■ SET EXERCISE: Reproduce the entire listing below word for word, leaving every line unchanged.

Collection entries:
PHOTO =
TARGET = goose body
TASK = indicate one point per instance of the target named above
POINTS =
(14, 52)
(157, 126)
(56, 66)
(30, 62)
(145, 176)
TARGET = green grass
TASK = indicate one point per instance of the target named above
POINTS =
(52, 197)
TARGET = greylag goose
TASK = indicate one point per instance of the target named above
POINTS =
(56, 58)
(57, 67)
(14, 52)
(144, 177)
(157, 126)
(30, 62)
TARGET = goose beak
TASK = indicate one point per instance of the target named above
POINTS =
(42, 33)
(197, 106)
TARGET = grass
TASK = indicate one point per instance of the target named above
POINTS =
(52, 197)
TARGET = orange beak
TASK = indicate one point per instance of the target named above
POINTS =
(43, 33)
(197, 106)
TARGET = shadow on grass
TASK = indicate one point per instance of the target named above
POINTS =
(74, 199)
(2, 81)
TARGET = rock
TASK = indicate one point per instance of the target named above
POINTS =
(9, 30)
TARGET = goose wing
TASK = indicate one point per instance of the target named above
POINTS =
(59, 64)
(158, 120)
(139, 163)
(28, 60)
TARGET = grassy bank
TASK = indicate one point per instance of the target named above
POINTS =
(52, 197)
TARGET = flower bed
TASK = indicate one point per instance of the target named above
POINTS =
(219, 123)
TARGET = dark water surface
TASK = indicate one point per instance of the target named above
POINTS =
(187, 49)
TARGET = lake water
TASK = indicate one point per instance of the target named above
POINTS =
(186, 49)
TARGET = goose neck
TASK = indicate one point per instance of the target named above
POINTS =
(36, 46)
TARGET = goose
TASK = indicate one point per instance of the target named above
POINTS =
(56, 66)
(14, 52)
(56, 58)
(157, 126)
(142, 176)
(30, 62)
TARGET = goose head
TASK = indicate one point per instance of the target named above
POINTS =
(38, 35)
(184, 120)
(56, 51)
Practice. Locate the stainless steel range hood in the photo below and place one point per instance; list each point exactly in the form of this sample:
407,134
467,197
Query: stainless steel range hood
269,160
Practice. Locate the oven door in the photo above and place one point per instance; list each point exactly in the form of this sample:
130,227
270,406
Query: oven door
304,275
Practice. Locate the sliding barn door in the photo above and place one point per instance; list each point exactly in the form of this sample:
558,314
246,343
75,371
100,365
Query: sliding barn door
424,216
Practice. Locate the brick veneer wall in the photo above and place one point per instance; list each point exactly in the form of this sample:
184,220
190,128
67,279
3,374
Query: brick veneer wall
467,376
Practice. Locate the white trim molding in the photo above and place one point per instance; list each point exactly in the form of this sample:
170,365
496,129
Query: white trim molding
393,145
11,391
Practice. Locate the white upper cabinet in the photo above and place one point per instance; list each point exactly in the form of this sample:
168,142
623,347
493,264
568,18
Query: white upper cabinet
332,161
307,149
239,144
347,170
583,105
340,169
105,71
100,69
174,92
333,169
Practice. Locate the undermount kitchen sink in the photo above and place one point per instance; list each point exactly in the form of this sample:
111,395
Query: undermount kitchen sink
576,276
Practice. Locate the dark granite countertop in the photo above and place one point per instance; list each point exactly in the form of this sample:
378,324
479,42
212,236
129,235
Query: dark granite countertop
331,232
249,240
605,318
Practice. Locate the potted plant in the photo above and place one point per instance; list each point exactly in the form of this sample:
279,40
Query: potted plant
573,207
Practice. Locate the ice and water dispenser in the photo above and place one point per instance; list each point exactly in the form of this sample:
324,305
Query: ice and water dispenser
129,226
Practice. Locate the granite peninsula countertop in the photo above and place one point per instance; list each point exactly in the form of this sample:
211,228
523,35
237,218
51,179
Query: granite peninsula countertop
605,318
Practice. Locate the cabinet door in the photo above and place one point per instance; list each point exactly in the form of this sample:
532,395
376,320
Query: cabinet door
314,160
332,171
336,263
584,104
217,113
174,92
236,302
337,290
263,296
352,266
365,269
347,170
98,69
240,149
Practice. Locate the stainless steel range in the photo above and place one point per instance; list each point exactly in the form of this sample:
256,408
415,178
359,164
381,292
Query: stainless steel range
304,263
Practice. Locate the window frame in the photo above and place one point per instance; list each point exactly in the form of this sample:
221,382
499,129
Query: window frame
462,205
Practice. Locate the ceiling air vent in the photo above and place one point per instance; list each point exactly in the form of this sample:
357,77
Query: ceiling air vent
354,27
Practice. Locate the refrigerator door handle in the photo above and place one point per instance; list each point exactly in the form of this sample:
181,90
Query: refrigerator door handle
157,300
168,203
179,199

■ SOLUTION TO THE EXERCISE:
PHOTO =
TARGET = goose body
TASK = indicate one point per instance of the target named above
POINTS =
(14, 52)
(157, 126)
(56, 66)
(30, 62)
(145, 176)
TARGET = green grass
TASK = indicate one point per instance of the target named above
POINTS =
(52, 197)
TARGET = greylag goose
TASK = indicate one point per instance of the target named above
POINTS =
(56, 58)
(57, 67)
(14, 52)
(144, 177)
(157, 126)
(30, 62)
TARGET = goose beak
TASK = indicate one point per instance of the target named above
POINTS =
(42, 33)
(197, 106)
TARGET = grass
TASK = indicate one point per instance of the target named above
POINTS =
(52, 197)
TARGET = orange beak
TASK = indicate one point per instance of the target named above
POINTS =
(43, 33)
(197, 106)
TARGET = shadow on grass
TASK = indicate one point per instance of the target named above
POINTS =
(74, 199)
(2, 81)
TARGET = rock
TASK = indicate one point per instance of the target named above
POINTS =
(9, 30)
TARGET = goose wing
TASK = indicate one point per instance of the target named above
POINTS =
(59, 64)
(158, 120)
(139, 163)
(28, 60)
TARGET = grassy bank
TASK = indicate one point per instance of the target named above
POINTS =
(52, 197)
TARGET = flower bed
TASK = indicate one point per instance of the target named above
POINTS =
(219, 123)
TARGET = dark water surface
TASK = indicate one point per instance of the target named above
POINTS =
(187, 49)
TARGET = lake water
TASK = indicate one point per instance of the target named above
POINTS =
(186, 49)
TARGET = goose neck
TASK = indicate one point per instance of the target named above
POINTS =
(36, 46)
TARGET = goose
TASK = indicate one point per instance of the target named above
POINTS =
(56, 66)
(14, 52)
(56, 58)
(157, 126)
(142, 176)
(30, 62)
TARGET = goose head
TASK = indicate one point per instance of the target named above
POINTS =
(38, 35)
(184, 120)
(56, 51)
Practice. Locate the stainless steel range hood in the photo below and place one point per instance; list each point exactly in the form of this sample:
407,134
467,197
Query: stainless steel range hood
269,160
Practice. Locate the oven door in the photo above and place one point per instance; list each point exactly in the form of this sample:
130,227
270,406
Query: oven door
304,275
Practice. Locate the sliding barn door in the photo above and place one point per instance; list each point exactly in the form of this sample:
558,314
246,343
75,371
100,365
Query: sliding barn door
424,216
Practice. Locate the brick veneer wall in the photo above and place one point per instance; list each point exactly in the form of this sample:
184,220
190,128
67,279
3,374
Query: brick veneer wall
467,376
Practice. Locate the white trim molding in the photo above and place one point per instance; list each point exactly in the form of this sample:
170,365
496,129
Query: white trim molding
393,145
11,391
Practice. Locate the white upper cabinet in the photo above and place one point per instance; list each point exactly in the form of this sample:
168,142
623,347
493,264
568,18
Query: white upper cabinet
332,161
307,149
239,144
347,170
583,105
340,169
105,71
100,69
174,92
333,169
Practice. Locate the undermount kitchen sink in the photo above and place one point per instance; list each point exactly in the form of this sample:
111,395
Query: undermount kitchen sink
576,276
Practice. Locate the dark granite countertop in the photo above and place one point per instance; list each point exactly in the form of this sample:
378,324
479,42
212,236
129,235
Query: dark granite countertop
331,232
249,240
605,318
Practice. Locate the potted plant in the photo above and place one point per instance; list each point exactly in the form of this sample:
279,40
Query: potted plant
573,207
Practice. Locate the ice and water dispenser in the photo above and place one point per instance; list each point exactly in the form of this sample:
324,305
Query: ice and water dispenser
129,226
Practice. Locate the granite peninsula countertop in the photo above and place one point per instance; list each point exactly in the form of this sample:
211,228
523,35
237,218
51,179
Query: granite peninsula countertop
605,318
Practice. Locate the cabinet door in the photo above and place one point per instance; list each point exactly in the form of this sample:
532,395
376,320
Query: cabinet door
314,160
332,171
336,263
584,104
217,113
174,92
236,302
337,290
263,296
352,266
365,269
347,170
98,69
240,149
Practice. Locate the stainless steel range in the photo above and place one point per instance; list each point exactly in the form of this sample:
256,408
415,178
359,164
381,292
Query: stainless steel range
304,263
Practice. Locate the window frame in the photo above and place one point per instance; list each point exactly in the form of this sample:
221,382
499,129
Query: window frame
462,205
Practice. Locate the ceiling air vent in the photo above and place one point per instance; list each point exactly in the form of this sample:
357,77
Query: ceiling air vent
354,27
Practice. Locate the refrigerator door handle in the photo above and place one point per instance; list each point exactly in the form of this sample:
181,90
Query: refrigerator door handle
157,300
168,203
179,199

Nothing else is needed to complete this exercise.